▶ [Text shown]
Review by © Jane Freebury
In the space of the three years since we saw Mystery Road, detective Jay Swan (Aaron Pedersen) has buckled a bit under the pressures and contradictions of his job. The hair is lank, the shoulders slumped and the look vacant. Being an Indigenous police officer appears to have taken its toll, and more in gesture than in words, Pedersen makes us feel it.
As a stranger on official business, Swan drives into Goldstone drunk as a skunk and is deposited in the clink until blood alcohol levels recede. The town’s only policeman, young Josh (Alex Russell), is pretty new to town himself.
Swan is on assignment to locate a missing person. Had it been an investigation into a missing Aboriginal person, then this would have probably been an altogether different film. Indeed, it would have been Mystery Road 2, but here the filmmaker Ivan Sen has extended his themes of cross-cultural relations ambitiously. After the opening montage of black-and-white photographs from the gold rush era that depict the exploitation of Asians and Aboriginal people in the early days, he brings the issue to front and centre. Young Asian women are being deprived of their passports, held hostage to pay for their fare to Australia and forced to work in prostitution. Like the stunning drama, The Jammed, that hit the big screen a while ago, human trafficking is at the core.
It’s no stretch locating the root cause of evil in Goldstone. It’s the town’s power couple, mine boss Johnny and Maureen the Mayor, industry veterans David Wenham and Jacki Weaver, respectively. Maureen’s penchant for baking wholesome apple cakes and serving them up to those she intends to compromise makes sly mockery of homespun hospitality, while Johnny’s penchant for neat beige shorts and long socks belie the darkness within. More nuance written into these characters, like the treatment of Tom E. Lewis’s character, the corrupt head of the Land Council, would have served the film better.

▶ [Action item A] In the film review, which actor plays Josh, the only policeman in Goldstone?
▶ [Action item B] Continue the film review from where it stops.

▶ [Material shown]

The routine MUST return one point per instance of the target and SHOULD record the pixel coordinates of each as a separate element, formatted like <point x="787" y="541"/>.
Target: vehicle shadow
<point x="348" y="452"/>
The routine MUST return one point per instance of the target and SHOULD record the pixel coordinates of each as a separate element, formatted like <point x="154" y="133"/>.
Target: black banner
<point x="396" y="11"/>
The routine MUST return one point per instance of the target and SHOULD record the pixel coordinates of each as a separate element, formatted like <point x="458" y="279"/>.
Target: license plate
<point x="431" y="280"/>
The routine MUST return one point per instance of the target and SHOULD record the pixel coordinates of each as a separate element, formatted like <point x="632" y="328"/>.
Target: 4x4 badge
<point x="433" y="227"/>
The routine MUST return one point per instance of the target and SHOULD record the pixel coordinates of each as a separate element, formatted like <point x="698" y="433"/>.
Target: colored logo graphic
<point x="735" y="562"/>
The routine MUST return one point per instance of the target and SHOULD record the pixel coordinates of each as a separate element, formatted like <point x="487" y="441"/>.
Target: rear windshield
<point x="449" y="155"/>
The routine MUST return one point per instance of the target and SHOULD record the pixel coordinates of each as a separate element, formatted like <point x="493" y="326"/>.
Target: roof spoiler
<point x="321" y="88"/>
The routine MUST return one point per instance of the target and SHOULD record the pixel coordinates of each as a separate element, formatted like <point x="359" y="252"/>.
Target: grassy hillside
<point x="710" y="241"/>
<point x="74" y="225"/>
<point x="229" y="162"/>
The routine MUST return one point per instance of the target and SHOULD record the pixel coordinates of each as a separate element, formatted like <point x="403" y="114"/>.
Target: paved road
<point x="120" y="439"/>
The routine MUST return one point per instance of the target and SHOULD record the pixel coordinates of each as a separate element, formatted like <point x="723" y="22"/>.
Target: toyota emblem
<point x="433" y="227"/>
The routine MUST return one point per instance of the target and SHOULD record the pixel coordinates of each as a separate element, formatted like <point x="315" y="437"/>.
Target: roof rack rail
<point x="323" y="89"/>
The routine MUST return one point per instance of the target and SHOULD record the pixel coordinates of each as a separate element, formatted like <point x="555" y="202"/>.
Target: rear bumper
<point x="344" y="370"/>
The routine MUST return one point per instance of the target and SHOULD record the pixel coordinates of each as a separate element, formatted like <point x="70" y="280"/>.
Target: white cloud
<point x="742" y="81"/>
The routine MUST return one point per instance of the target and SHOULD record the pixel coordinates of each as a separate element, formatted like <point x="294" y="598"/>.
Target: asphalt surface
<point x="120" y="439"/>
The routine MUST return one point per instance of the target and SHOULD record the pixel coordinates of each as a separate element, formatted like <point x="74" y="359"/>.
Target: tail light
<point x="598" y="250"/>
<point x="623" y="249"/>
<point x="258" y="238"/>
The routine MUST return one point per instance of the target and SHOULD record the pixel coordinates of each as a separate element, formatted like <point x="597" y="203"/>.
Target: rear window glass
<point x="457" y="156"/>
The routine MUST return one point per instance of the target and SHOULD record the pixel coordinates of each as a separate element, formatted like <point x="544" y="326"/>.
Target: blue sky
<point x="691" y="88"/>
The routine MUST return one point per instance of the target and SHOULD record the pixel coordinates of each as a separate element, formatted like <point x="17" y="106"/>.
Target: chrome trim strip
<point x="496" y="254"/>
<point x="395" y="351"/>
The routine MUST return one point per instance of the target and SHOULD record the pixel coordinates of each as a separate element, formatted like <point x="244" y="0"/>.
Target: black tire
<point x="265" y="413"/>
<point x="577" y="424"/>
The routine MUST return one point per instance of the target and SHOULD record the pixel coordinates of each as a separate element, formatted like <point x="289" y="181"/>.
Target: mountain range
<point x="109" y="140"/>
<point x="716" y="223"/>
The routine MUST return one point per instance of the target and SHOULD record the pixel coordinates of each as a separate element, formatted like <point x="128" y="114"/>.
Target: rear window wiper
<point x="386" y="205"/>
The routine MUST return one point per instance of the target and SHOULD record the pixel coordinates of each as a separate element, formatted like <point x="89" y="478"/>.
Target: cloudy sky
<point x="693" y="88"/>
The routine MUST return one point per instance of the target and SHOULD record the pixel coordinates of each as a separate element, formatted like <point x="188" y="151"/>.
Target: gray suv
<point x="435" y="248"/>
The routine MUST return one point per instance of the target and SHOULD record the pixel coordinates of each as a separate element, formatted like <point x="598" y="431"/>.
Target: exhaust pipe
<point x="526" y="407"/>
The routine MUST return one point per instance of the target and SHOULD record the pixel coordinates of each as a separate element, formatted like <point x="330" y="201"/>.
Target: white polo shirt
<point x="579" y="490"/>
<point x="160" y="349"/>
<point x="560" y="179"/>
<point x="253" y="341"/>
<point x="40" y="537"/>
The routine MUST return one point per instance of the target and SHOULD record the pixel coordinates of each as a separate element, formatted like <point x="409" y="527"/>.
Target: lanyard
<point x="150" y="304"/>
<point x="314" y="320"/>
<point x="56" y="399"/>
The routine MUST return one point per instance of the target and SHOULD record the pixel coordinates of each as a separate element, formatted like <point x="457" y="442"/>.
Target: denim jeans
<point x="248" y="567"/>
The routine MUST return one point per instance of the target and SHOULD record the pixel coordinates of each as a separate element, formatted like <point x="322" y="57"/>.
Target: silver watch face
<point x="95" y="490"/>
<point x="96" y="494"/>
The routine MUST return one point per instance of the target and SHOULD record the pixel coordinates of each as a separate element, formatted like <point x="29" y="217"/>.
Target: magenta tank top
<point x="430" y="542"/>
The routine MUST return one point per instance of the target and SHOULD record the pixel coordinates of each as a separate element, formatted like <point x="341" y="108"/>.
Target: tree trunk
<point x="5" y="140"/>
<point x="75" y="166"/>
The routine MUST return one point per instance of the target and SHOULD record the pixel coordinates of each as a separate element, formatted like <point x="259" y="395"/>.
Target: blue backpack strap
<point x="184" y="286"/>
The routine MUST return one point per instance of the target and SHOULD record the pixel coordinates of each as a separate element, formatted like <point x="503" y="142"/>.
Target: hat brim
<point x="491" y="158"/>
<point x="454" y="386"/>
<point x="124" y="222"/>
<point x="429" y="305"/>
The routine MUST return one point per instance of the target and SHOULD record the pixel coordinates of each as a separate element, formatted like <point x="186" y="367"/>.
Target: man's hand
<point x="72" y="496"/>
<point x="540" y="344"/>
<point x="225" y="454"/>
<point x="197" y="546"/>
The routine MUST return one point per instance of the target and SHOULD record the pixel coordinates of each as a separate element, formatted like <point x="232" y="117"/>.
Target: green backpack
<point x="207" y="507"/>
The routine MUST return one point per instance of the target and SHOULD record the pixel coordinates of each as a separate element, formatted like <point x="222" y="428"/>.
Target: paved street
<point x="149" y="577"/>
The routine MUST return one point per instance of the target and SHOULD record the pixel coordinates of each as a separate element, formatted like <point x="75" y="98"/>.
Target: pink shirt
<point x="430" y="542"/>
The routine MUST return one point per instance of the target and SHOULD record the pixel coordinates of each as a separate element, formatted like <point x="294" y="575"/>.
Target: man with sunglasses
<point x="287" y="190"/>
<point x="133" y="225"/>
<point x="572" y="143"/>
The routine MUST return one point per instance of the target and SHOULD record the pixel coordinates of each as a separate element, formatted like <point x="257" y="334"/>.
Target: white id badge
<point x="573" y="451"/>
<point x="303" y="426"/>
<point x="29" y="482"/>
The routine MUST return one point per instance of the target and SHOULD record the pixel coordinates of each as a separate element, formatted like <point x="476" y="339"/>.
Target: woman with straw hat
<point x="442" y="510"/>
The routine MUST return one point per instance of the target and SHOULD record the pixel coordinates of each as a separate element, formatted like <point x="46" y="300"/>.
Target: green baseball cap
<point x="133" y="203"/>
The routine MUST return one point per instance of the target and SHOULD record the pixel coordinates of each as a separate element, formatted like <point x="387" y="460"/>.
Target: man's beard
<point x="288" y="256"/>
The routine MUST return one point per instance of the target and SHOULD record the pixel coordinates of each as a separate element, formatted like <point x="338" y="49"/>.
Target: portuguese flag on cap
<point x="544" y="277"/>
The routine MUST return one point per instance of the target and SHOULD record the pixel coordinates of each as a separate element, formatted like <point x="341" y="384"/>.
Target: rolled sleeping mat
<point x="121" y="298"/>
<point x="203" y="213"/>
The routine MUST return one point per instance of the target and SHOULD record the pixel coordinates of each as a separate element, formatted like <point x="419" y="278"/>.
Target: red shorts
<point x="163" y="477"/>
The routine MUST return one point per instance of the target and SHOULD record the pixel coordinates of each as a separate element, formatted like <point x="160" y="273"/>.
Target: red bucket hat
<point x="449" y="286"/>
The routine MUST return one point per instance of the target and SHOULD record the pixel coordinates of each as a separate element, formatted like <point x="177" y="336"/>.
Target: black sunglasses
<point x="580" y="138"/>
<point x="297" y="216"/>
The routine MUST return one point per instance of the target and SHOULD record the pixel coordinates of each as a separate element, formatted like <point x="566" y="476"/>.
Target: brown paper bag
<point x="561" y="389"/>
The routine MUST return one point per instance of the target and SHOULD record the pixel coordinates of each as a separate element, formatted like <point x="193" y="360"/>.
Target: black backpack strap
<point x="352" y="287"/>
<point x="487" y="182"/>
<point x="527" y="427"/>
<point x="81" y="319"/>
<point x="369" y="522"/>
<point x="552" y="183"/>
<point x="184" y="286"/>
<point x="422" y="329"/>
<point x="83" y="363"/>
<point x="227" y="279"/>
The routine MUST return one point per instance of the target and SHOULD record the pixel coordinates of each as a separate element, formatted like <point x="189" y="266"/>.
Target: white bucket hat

▶ [Exercise response A] Alex Russell

▶ [Exercise response B]
Like Mystery Road and Toomelah before it, and his first feature Beneath Clouds before that, the new film from writer/director Ivan Sen is magnificently photographed and really impresses with its sense of place, a place that means freedom to some, entrapment to others, like the women at The Ranch. Goldstone occupies land that the Indigenous community call home, but there are others who are just passing through, like the fly-in-fly-out miners who sleep in temporary accommodation and Pinky the self-employed prostitute who sees clients in her mobile home. Inhabitants of demountables and caravans who are all set to move on the moment that vast hole in the ground, the Furnace Creek open cut mine, stops production.
In what is one of the most interesting and unexpected aspects of this strong, stylish and confident film, Jay and Josh slowly form a partnership as they find themselves covering each other’s back. Not one but two solitary western heroes putting things to right. Two lonely cops pitted against a technologically superior elite, doing corrupt business deals over the heads of ordinary people. A story for our time?
Sen sent his camera into the air, sometimes aboard a drone, as though segueing from wide shot to aerial shot was the most natural thing in the world. The very talented Sen was the film’s editor and composer too. No wonder the stringed instruments and the editing rhythms contribute to the organic whole.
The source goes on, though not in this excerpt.